** Aim of the exercise **
Copy the data below word for word, from its first line through the line containing "275), (398, 276)]]", including both. Leave the pictures out.

(Image boundary annotation data)

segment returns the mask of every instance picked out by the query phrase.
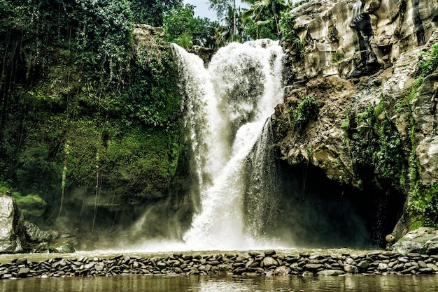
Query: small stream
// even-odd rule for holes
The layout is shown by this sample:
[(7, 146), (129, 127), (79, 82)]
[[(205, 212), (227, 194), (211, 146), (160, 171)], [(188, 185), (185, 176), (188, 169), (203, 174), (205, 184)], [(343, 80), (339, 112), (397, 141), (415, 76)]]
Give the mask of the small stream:
[[(311, 255), (343, 254), (358, 255), (376, 249), (278, 249), (278, 254)], [(232, 253), (246, 255), (249, 251), (185, 251), (188, 254), (216, 254)], [(0, 255), (0, 263), (14, 258), (26, 258), (39, 261), (57, 257), (64, 258), (97, 257), (106, 258), (117, 254), (152, 257), (165, 256), (172, 252), (144, 252), (139, 251), (93, 251), (74, 254), (21, 254)], [(361, 275), (299, 277), (257, 276), (239, 277), (225, 275), (169, 276), (121, 275), (112, 277), (76, 277), (27, 278), (0, 280), (0, 291), (438, 291), (438, 275), (398, 276)]]
[(342, 277), (145, 276), (0, 281), (2, 291), (432, 291), (438, 275)]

** Solution to the exercise **
segment returns the mask of every instance picked out by the query phrase.
Query: small stream
// even-odd rule for holes
The layout is shown by this sample:
[(7, 146), (129, 127), (79, 82)]
[[(205, 212), (227, 194), (211, 146), (160, 171)], [(188, 185), (185, 176), (188, 169), (203, 174), (205, 184)], [(343, 80), (339, 112), (397, 141), (415, 76)]]
Give the mask of the small stream:
[[(311, 255), (343, 254), (358, 255), (376, 249), (278, 249), (278, 254)], [(232, 253), (246, 255), (249, 251), (185, 251), (188, 254), (216, 254)], [(0, 255), (0, 263), (14, 258), (26, 258), (39, 261), (57, 257), (64, 258), (97, 257), (106, 258), (117, 254), (152, 257), (165, 256), (172, 252), (144, 252), (139, 251), (93, 251), (74, 254), (21, 254)], [(361, 275), (299, 277), (257, 276), (239, 277), (225, 275), (169, 276), (121, 275), (112, 277), (76, 277), (27, 278), (0, 280), (0, 291), (438, 291), (438, 275), (398, 276)]]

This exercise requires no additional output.